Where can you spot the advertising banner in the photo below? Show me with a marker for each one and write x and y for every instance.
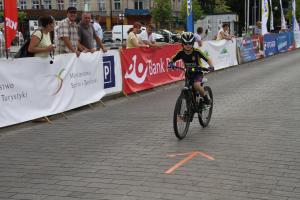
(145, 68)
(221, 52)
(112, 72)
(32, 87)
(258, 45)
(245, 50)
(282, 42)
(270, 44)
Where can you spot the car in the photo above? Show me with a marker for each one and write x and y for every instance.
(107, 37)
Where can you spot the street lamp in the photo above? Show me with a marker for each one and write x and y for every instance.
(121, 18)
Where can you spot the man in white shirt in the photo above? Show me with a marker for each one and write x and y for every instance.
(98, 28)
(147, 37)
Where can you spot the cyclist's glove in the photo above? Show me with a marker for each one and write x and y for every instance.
...
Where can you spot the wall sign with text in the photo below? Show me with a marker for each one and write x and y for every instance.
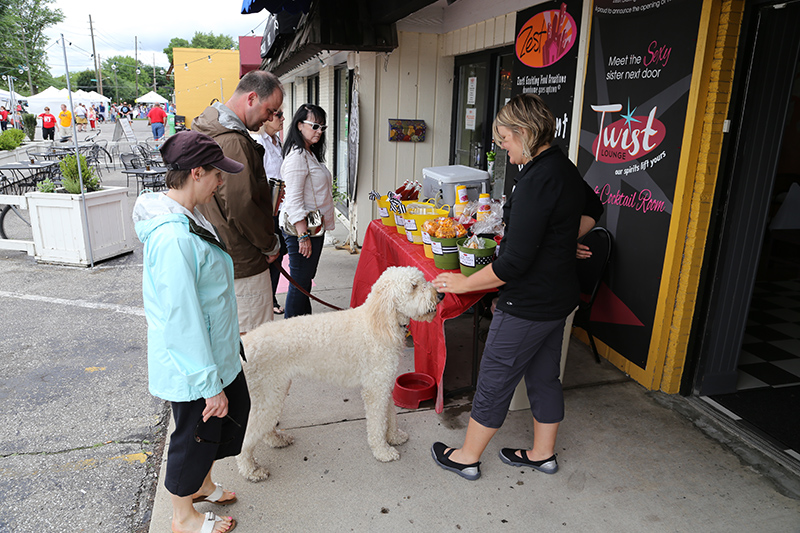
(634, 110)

Job
Can you quote the items word for word, from the line containing "Where can you spot the advertising" through the line containing "Where can you spot the cyclist's", with both of those lines included? Leave the pictures out.

Written response
Where can you spot the advertising banner in the photo below? Show me with a marker for each one and write x and y for every instance.
(145, 68)
(221, 52)
(112, 72)
(32, 87)
(258, 45)
(245, 50)
(282, 42)
(270, 44)
Where can you spot the car in the photo above? Show me with a marker for each one and write x and y for every instance.
(107, 37)
Where can you spot the street lamp in the photo above? Show me with a marker for each one and write x and y for every instance.
(121, 18)
Where can you spot the man in white shirt in the photo above? Show me with a marker for each one and write x and y for every instance.
(98, 28)
(147, 37)
Where can you spot the cyclist's glove in the photo above? Show me with a marker for each one and write x and y for every instance.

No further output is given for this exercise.